> **Objectif A**:
D'après l'entretien sur les courses hippiques, sous le MTC, qui écoutait l'appel en cas de sanctions ?
> **Objectif B**:
Dans l'entretien sur les courses hippiques, pourquoi AKR juge-t-il que la situation de son interlocuteur n'est pas comparable à celle de l'ancien MTC ? Répondez en une à trois phrases.
> **Objectif C**:
Rédigez la suite de l'entretien sur les courses hippiques, en reprenant juste après sa dernière phrase.

> **Entretien**:
Vous êtes un membre très influent du PTP, l’unique organisateur des courses. Vous êtes aussi dans le betting, vous êtes propriétaire de chevaux… Il ne vous manque plus qu’à devenir jockey ? Est-ce normal qu’une compagnie organisatrice de courses importe des chevaux ?

JMLS : Prenons l’exemple du MTC qui préparait lui-même ses fixtures, délivrait les permis et décidait du handicap des chevaux. Quand il y avait des sanctions, c’était toujours le MTC qui écoutait l’appel. 

AKR : Je suis d’accord que l’appel ne pouvait et n’aurait pas dû tomber sous le MTC, mais le MTC n’était pas dans le betting. Contrairement à vous qui avez le Tote, sans parler de l’importation des chevaux. Sous le MTC, vous ne pouviez être propriétaire de chevaux et, en même temps, être commissaire. Je ne sais pas si la HRD a amendé en catimini les règlements pour permettre cela !

> **Données fournies**:
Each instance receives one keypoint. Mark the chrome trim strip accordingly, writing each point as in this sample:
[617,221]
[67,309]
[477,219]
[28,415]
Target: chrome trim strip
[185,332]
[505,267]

> **Résultat A**:
C'était toujours le MTC lui-même.

> **Résultat B**:
Le MTC n'était pas dans le betting, alors que son interlocuteur a le Tote et importe en plus des chevaux. Par ailleurs, sous le MTC, on ne pouvait pas être à la fois propriétaire de chevaux et commissaire.

> **Résultat C**:
Vous avez dit un moment que Mme Julienne avait félicité le PTP pour l’entretien de la piste. Je viens de recevoir un message de Mme Julienne qui affirme le contraire… 

JMLS : Je présente mes excuses à Mme Julienne. Je crois que j’avais lu ça quelque part.

AKR : Un entraîneur nous a fait comprendre que c’est Jean Michel Lee Shim qui donnait les instructions et qui décidait quel jockey qui allait piloter quel cheval… 

JMLS : Ce n’est pas vrai ! 

NN :
Parlons de l’importation massive des chevaux… D’où vient cet argent ?

JMLS : Ça passe par la banque. Il faut aussi passer par la MRA. Tout est transparent et contrôlé.

Jugdish Joypaul (JJ) :
Ça coûte beaucoup d’argent ? 

JMLS : Bien sûr. Mais nous ne prenons pas des chevaux qui coûte cher.

NN :
Combien avez-vous investi ?

JMLS :  Environ Rs 200 M à Rs 300 M !

Vous attendez-vous à la grande foule au Champ de Mars pour la première journée ce samedi ? 

JMLS : Non, pas à la grande foule en raison de la météo qui va, semble-t-il, jouer au trouble-fête.

Laissez-moi me tourner vers M. Ramnarain. Au niveau du MTC, vous aviez le monopole de l’organisation des courses. Qu’est-ce qui a été fait pour moderniser les courses ?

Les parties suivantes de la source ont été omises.